# Records provided
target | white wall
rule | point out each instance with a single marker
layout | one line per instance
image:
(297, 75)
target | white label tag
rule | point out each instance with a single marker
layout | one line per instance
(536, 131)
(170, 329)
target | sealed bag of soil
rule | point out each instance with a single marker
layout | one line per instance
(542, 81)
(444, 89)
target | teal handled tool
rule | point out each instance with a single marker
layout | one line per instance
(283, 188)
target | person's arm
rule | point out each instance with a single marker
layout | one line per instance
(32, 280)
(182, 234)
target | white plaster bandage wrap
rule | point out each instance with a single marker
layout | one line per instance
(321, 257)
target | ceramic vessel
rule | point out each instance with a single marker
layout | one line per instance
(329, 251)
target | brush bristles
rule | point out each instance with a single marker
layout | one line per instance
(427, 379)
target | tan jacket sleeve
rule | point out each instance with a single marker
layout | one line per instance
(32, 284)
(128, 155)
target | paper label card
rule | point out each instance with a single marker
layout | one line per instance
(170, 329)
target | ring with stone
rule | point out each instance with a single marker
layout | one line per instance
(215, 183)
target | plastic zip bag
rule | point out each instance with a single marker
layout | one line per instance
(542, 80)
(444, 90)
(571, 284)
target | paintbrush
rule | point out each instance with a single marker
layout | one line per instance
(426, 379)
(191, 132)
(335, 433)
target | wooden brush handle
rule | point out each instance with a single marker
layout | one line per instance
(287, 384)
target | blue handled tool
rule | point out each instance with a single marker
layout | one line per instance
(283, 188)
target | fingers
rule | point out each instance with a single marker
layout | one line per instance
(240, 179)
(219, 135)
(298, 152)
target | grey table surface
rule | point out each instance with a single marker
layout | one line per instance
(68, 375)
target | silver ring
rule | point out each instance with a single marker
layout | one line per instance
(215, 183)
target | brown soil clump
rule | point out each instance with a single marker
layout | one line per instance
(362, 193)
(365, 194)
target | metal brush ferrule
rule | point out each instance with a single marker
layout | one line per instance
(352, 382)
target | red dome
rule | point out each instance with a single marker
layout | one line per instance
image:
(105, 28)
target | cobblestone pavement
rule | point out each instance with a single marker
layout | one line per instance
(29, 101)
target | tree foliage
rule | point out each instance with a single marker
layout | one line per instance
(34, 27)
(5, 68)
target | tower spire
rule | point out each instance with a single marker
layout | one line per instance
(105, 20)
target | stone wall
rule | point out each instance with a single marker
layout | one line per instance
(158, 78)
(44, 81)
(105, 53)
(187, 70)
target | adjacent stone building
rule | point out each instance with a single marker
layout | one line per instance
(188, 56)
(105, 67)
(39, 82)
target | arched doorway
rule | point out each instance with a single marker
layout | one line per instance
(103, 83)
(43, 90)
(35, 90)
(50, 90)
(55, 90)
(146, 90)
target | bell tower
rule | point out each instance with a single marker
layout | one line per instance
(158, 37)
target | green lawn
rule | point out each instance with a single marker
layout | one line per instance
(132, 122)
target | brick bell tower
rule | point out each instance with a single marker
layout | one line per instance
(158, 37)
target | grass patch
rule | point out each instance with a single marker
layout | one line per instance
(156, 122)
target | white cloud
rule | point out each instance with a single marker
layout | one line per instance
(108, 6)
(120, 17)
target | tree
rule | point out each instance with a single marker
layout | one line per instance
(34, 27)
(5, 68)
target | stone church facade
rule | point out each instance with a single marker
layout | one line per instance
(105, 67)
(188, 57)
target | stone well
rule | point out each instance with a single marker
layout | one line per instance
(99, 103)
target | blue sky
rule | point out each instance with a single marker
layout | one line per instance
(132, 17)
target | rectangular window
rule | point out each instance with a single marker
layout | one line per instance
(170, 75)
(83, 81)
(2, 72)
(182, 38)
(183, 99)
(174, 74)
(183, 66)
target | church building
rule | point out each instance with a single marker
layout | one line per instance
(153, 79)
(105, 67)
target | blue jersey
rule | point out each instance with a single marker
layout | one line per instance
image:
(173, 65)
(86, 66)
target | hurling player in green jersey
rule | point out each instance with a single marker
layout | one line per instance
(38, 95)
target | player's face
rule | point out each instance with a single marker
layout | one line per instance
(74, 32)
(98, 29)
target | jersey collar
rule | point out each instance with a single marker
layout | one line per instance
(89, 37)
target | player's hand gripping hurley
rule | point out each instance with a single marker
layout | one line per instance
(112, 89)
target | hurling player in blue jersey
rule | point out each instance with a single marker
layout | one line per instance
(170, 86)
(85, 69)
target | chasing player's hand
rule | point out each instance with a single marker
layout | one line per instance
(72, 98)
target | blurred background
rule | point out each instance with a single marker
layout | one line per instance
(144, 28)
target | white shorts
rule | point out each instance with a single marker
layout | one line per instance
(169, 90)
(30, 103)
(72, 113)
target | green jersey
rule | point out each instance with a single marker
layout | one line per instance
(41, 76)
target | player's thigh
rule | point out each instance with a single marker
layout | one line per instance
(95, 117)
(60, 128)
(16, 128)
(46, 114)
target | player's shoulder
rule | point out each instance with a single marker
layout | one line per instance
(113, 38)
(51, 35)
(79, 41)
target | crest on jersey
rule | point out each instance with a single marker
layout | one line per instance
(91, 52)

# Directions for this task
Extract every record. Keep wording exact.

# Output for this task
target | white wall
rule | point out each instance with a single marker
layout | one line per instance
image:
(297, 75)
target | white label tag
rule | point out each instance with a single marker
layout | one line per instance
(536, 131)
(170, 329)
target | sealed bag of soil
rule | point out each instance with a single marker
layout | one line per instance
(542, 81)
(444, 89)
target | teal handled tool
rule | point out each instance with a single marker
layout | one line per instance
(283, 188)
target | person's arm
rule | point out each instance with a single marker
layout | one line per instance
(32, 280)
(182, 234)
target | white plaster bandage wrap
rule | point out each instance with a single marker
layout | one line per instance
(321, 257)
target | ceramic vessel
rule | point out each instance with a single marker
layout | one line per instance
(329, 251)
target | brush bristles
rule | point out each instance with a single marker
layout | one line per instance
(427, 379)
target | tan jacket sleeve
rule | point out each instance with a single marker
layout | one line per instance
(32, 284)
(128, 155)
target | paper label card
rule | point out each instance with a single marker
layout | one line per instance
(170, 329)
target | ring with stone
rule | point out each instance with a single marker
layout | one line per instance
(215, 183)
target | plastic zip bag
rule | point out each instance with a single marker
layout | one line per instance
(542, 80)
(444, 90)
(571, 284)
target | paintbrush
rule | point out each instance with a single marker
layout | one line per instance
(426, 379)
(191, 132)
(335, 433)
target | wooden brush handle
rule | point out each instance with a single marker
layout | one line per instance
(287, 384)
target | blue handled tool
rule | point out each instance with a single marker
layout | one line per instance
(283, 188)
target | fingers
rule | point out each instance with a single marker
layout | one line per instance
(240, 179)
(219, 135)
(298, 152)
target | grey table surface
rule | point out each instance with a single marker
layout | one line per instance
(68, 375)
target | silver ring
rule | point out each instance with a single marker
layout | one line per instance
(215, 183)
target | brown soil clump
rule | point out each instance with a single marker
layout | one line per instance
(362, 193)
(365, 194)
target | metal brush ferrule
rule | point out each instance with a single marker
layout | one line per instance
(352, 382)
target | red dome
rule | point out each instance with a single marker
layout | one line per instance
image:
(105, 28)
target | cobblestone pavement
rule | point out each instance with a single marker
layout | one line per instance
(29, 101)
target | tree foliage
rule | point out each instance with a single marker
layout | one line per instance
(34, 27)
(5, 68)
target | tower spire
rule | point out each instance with a single marker
layout | one line per instance
(105, 20)
target | stone wall
rule | point out each instance with a single marker
layout | one line per instance
(158, 78)
(44, 81)
(105, 53)
(187, 70)
target | adjacent stone building
rule | point out each instance with a single marker
layout | one line per instance
(188, 56)
(105, 67)
(39, 82)
target | arched doorway
rule | point out each instance with a single marker
layout | one line per instance
(103, 83)
(43, 90)
(35, 90)
(50, 90)
(55, 90)
(146, 90)
target | bell tower
rule | point out each instance with a single marker
layout | one line per instance
(158, 37)
target | green lawn
rule | point out each instance with a single marker
layout | one line per instance
(132, 122)
target | brick bell tower
rule | point out each instance with a single marker
layout | one line per instance
(158, 37)
target | grass patch
rule | point out each instance with a single marker
layout | one line per instance
(156, 122)
target | white cloud
rule | point out each instance with a single marker
layout | one line per instance
(108, 6)
(120, 17)
target | tree
rule | point out each instance with a single marker
layout | one line per instance
(34, 27)
(5, 68)
target | stone church facade
rule | point out each instance with a single marker
layout | one line per instance
(105, 67)
(188, 57)
target | stone well
rule | point out each instance with a single marker
layout | one line per instance
(99, 103)
target | blue sky
rule | point out each instance with a single marker
layout | one line per instance
(132, 17)
target | rectangular window
rule | point out each instance with a single marker
layout | one line per instance
(170, 75)
(83, 81)
(2, 72)
(182, 38)
(183, 99)
(174, 74)
(183, 66)
target | church building
rule | point out each instance with a single marker
layout | one line per instance
(153, 79)
(105, 67)
target | blue jersey
rule | point out each instance with a single marker
layout | one line per instance
image:
(173, 65)
(86, 66)
target | hurling player in green jersey
rule | point out each instance with a single marker
layout | one line per instance
(38, 95)
target | player's face
rule | point out each instance with a single marker
layout | one line per instance
(74, 32)
(98, 29)
target | jersey collar
rule | point out each instance with a single marker
layout | one line per instance
(89, 37)
target | player's hand gripping hurley
rule | point out each instance with a single marker
layout | one line per instance
(112, 89)
target | hurling player in blue jersey
rule | point out each instance with a single marker
layout | one line per instance
(170, 86)
(85, 69)
target | chasing player's hand
rule | point out each instance with a single marker
layout | one line per instance
(72, 98)
target | blurred background
rule | point out each instance with a single marker
layout | one line per instance
(144, 28)
target | white shorts
rule | point out each instance with a single marker
layout | one line per instance
(169, 90)
(30, 103)
(72, 113)
target | green jersey
rule | point out each instance with a single marker
layout | one line per instance
(41, 76)
target | player's thigh
rule | point out each instance with a single marker
layout | one line per instance
(95, 117)
(60, 128)
(16, 128)
(46, 114)
target | player's shoulder
rule | point out each instance with a single marker
layout | one line per instance
(113, 38)
(51, 35)
(79, 41)
target | crest on jersey
rule | point out each instance with a single marker
layout | one line per instance
(91, 52)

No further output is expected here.